BEGIN

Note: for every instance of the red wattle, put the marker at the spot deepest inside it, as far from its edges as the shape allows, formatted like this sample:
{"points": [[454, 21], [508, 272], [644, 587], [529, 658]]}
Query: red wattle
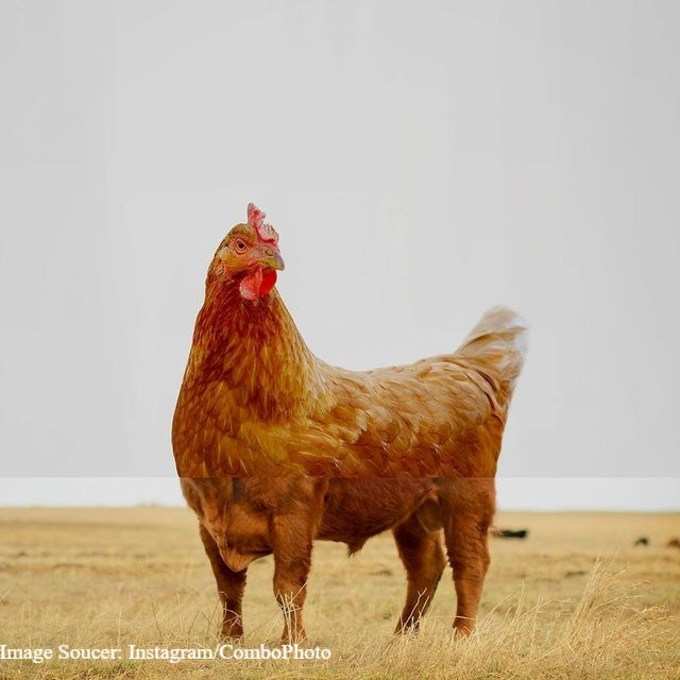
{"points": [[268, 281]]}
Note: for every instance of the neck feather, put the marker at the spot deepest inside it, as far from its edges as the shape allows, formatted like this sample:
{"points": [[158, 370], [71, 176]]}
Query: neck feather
{"points": [[255, 350]]}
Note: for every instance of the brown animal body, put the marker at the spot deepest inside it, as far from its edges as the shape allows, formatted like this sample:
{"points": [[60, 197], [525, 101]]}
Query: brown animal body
{"points": [[276, 448], [244, 519]]}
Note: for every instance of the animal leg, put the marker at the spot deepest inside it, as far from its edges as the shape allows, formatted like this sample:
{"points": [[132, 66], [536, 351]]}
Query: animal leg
{"points": [[466, 524], [230, 586], [423, 558], [292, 542]]}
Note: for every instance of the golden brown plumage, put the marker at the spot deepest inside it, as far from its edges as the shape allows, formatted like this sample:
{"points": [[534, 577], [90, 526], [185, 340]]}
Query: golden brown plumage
{"points": [[256, 401]]}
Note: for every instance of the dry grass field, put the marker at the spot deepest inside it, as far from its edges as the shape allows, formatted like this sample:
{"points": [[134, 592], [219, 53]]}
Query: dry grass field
{"points": [[575, 600]]}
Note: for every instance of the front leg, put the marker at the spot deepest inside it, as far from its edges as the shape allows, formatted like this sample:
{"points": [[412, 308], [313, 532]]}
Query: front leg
{"points": [[292, 543], [230, 587]]}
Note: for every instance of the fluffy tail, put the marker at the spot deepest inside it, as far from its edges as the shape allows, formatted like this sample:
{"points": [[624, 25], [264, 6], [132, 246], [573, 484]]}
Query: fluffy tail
{"points": [[497, 346]]}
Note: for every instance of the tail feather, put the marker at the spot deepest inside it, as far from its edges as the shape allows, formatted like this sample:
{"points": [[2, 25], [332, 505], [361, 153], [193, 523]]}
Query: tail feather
{"points": [[499, 341]]}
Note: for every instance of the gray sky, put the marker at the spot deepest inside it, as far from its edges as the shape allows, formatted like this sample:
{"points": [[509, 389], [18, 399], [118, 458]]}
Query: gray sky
{"points": [[419, 165]]}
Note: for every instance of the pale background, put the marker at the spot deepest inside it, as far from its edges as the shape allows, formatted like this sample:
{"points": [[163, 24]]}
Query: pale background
{"points": [[421, 161]]}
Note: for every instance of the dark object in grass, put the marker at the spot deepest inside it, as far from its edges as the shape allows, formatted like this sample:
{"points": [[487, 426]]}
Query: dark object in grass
{"points": [[510, 533]]}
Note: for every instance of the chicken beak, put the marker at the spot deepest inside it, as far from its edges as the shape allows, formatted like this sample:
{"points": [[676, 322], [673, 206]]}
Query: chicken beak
{"points": [[271, 257]]}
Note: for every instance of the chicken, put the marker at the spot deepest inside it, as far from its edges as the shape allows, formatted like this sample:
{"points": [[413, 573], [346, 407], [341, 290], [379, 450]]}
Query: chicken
{"points": [[255, 401]]}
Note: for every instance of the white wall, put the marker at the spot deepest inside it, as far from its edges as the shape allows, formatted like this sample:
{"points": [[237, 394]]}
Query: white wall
{"points": [[421, 163]]}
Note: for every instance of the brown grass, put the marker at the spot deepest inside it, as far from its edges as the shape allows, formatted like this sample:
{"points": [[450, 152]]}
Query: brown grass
{"points": [[575, 600]]}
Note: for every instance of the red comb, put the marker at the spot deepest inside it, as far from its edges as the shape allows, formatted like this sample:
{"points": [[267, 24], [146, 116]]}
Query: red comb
{"points": [[256, 220]]}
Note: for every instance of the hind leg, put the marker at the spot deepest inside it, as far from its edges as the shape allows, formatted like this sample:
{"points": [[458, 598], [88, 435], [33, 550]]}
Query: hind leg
{"points": [[423, 558], [469, 507]]}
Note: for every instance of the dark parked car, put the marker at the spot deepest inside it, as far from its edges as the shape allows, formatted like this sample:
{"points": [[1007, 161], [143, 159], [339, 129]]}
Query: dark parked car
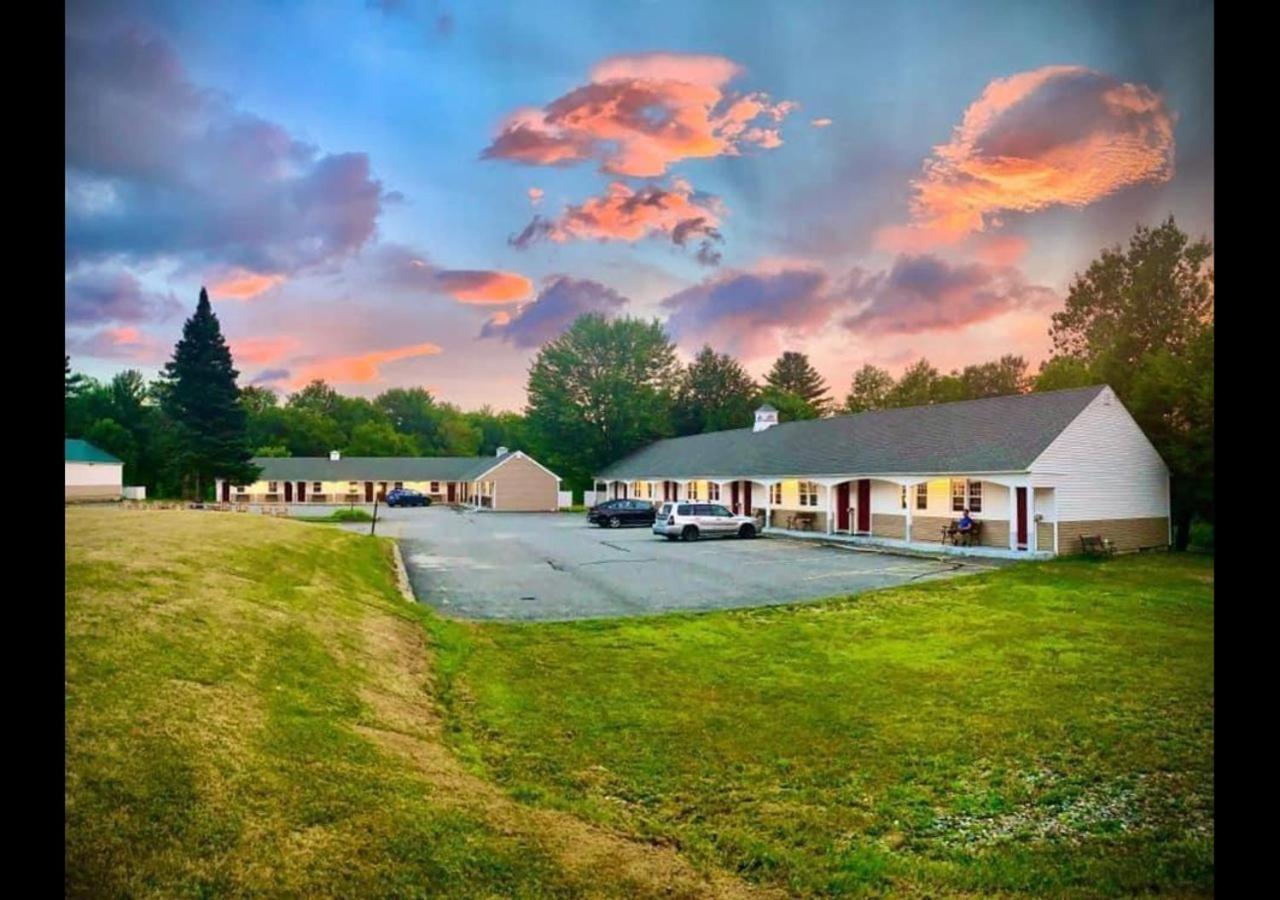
{"points": [[616, 514], [406, 497]]}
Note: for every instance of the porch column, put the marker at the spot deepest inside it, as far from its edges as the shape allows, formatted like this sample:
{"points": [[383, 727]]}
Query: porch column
{"points": [[910, 502], [1013, 517]]}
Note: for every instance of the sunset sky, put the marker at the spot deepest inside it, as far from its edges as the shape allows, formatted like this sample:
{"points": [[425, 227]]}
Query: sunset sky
{"points": [[421, 192]]}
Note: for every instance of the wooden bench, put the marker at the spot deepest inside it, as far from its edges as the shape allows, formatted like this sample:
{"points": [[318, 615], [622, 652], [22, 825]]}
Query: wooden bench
{"points": [[951, 534], [1095, 544]]}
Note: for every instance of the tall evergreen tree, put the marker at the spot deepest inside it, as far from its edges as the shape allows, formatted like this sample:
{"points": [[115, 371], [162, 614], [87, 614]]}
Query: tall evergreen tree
{"points": [[714, 393], [792, 373], [202, 401], [869, 389]]}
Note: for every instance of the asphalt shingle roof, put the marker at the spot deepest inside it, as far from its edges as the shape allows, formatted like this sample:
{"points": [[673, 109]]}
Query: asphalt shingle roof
{"points": [[982, 435], [82, 451], [375, 467]]}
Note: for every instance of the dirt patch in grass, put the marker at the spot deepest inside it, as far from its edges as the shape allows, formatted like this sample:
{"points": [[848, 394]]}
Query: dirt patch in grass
{"points": [[406, 723]]}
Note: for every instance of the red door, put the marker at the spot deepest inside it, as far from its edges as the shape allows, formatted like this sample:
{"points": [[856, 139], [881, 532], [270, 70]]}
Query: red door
{"points": [[864, 505], [1022, 517]]}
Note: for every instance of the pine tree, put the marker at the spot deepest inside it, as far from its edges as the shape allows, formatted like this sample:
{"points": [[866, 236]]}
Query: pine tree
{"points": [[792, 373], [204, 403]]}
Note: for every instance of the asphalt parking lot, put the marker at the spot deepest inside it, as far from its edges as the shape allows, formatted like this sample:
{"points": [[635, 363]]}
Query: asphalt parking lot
{"points": [[554, 566]]}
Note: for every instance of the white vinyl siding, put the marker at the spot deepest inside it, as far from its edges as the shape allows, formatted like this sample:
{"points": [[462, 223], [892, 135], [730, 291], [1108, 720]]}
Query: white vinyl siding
{"points": [[1102, 466]]}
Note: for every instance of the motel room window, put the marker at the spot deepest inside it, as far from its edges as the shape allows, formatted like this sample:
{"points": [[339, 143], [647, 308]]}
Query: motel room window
{"points": [[808, 493], [976, 497]]}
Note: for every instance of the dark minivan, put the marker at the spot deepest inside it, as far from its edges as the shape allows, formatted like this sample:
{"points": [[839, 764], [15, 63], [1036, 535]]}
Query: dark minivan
{"points": [[616, 514]]}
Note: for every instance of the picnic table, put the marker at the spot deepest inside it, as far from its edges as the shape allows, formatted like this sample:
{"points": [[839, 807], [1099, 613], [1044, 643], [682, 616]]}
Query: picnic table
{"points": [[803, 521], [951, 534]]}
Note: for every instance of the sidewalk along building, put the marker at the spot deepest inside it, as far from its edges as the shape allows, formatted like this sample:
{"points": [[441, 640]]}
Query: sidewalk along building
{"points": [[508, 482], [1037, 473], [91, 473]]}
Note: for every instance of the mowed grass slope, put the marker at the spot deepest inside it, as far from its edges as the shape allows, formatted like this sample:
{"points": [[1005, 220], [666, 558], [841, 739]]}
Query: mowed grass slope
{"points": [[1045, 729], [248, 711]]}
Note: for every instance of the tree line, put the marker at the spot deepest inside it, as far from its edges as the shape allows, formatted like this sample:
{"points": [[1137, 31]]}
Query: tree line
{"points": [[1139, 319]]}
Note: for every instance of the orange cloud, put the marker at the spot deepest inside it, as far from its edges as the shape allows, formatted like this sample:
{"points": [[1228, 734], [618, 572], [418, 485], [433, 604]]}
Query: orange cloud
{"points": [[1057, 136], [484, 287], [243, 284], [263, 351], [626, 214], [641, 113], [360, 369]]}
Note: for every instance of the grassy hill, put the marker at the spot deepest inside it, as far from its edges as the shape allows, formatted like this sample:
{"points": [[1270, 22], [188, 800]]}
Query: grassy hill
{"points": [[251, 707]]}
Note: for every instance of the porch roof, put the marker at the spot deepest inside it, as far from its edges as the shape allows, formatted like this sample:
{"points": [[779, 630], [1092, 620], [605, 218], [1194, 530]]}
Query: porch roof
{"points": [[997, 434]]}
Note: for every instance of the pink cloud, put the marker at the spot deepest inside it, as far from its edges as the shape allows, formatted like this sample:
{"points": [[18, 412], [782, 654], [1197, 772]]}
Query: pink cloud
{"points": [[362, 368], [263, 351], [1056, 136], [626, 214], [924, 293], [641, 113], [484, 287], [243, 284]]}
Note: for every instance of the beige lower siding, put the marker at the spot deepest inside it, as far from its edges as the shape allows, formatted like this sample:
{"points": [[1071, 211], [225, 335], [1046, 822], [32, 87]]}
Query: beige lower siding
{"points": [[1045, 537], [1127, 534], [887, 525], [521, 485], [92, 492]]}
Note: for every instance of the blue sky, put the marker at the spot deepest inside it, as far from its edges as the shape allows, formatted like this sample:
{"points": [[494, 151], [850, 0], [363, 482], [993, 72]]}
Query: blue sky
{"points": [[364, 225]]}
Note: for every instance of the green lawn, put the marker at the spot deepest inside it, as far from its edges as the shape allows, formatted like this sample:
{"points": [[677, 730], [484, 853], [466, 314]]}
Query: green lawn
{"points": [[251, 708], [1042, 729]]}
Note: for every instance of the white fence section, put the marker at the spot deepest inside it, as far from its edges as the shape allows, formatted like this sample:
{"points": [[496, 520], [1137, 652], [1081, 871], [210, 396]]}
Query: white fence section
{"points": [[565, 498]]}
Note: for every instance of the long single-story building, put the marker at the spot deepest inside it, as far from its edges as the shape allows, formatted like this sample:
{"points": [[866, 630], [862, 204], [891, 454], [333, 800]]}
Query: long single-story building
{"points": [[1037, 471], [90, 473], [510, 482]]}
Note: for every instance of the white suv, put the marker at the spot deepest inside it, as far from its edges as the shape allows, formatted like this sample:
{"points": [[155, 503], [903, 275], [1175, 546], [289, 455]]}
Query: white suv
{"points": [[691, 520]]}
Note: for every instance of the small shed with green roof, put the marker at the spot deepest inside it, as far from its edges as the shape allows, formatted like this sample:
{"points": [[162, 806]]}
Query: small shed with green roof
{"points": [[91, 473]]}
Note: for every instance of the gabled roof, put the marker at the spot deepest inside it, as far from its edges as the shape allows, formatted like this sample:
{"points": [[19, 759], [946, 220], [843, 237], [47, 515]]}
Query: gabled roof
{"points": [[82, 451], [997, 434], [376, 467]]}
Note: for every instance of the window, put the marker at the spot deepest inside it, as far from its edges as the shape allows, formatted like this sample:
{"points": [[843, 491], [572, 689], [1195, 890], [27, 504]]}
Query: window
{"points": [[963, 489]]}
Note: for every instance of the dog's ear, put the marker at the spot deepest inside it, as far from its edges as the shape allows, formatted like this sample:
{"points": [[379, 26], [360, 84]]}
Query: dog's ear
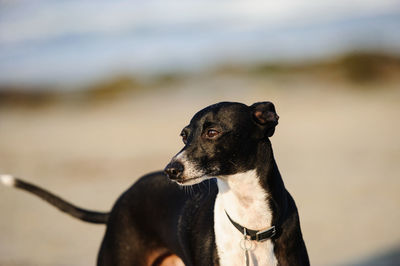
{"points": [[265, 116]]}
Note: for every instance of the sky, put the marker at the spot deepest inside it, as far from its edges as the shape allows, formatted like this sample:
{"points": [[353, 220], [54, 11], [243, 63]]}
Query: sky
{"points": [[58, 42]]}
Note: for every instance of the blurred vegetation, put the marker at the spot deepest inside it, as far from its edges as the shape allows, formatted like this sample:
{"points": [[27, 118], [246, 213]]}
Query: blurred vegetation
{"points": [[359, 68]]}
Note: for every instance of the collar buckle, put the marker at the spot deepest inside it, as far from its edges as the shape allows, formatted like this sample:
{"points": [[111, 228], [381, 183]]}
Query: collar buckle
{"points": [[264, 235]]}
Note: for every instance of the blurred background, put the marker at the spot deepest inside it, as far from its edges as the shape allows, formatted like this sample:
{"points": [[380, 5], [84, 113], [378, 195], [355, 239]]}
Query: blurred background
{"points": [[93, 94]]}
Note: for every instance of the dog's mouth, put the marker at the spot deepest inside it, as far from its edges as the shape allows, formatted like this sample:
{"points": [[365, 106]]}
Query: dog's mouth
{"points": [[190, 181]]}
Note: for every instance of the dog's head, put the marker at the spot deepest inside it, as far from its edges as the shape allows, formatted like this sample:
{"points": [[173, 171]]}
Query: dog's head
{"points": [[222, 139]]}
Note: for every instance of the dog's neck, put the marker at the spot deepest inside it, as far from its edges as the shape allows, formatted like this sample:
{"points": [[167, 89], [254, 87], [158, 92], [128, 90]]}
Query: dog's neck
{"points": [[248, 199], [256, 198], [245, 200]]}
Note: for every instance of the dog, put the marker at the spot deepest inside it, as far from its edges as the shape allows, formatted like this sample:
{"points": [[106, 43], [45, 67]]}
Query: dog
{"points": [[235, 212]]}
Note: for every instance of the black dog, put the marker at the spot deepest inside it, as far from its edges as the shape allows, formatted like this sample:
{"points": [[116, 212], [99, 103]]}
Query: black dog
{"points": [[243, 217]]}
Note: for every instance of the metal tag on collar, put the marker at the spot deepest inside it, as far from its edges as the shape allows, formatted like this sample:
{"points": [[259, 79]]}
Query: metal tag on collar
{"points": [[260, 235]]}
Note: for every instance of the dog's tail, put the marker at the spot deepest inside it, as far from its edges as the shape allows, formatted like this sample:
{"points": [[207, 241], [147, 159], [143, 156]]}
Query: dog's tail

END

TASK DETAILS:
From the line that contains "Note: for every instance of the dog's neck, put" to the last line of the material above, repeat every line exactly, keeping both the first and the last.

SOLUTION TO THIS PROBLEM:
Note: for every instance of the dog's neck, put the marker at the spot deepest inside it, as far from its edges as the shape allows, formatted like this sample:
{"points": [[167, 89], [254, 87], [158, 92], [128, 90]]}
Query: dog's neck
{"points": [[248, 199], [256, 198], [245, 200]]}
Note: for every instance of the dog, put the marker at the spot deepest inside it, as far from its edges as the shape allows, formatted like this sample:
{"points": [[106, 43], [45, 67]]}
Query: dog
{"points": [[235, 212]]}
Note: for every instance of the black dog, put the marker at the spot deepest inside it, as far from its edges as the shape allows, formatted like this sample:
{"points": [[116, 212], [99, 103]]}
Query: black dog
{"points": [[243, 217]]}
Note: for every instance of the metal tag on collar, put the marker at the spot deepest inside it, as far from its edges as the shape allows, formatted like this sample:
{"points": [[259, 79]]}
Query: metal tag on collar
{"points": [[260, 235]]}
Note: for every instance of the dog's tail, put the marker at the spot deepest inside it, as far from its edges as the shape allows, formatted like this sample:
{"points": [[207, 241], [147, 159], [143, 156]]}
Query: dog's tail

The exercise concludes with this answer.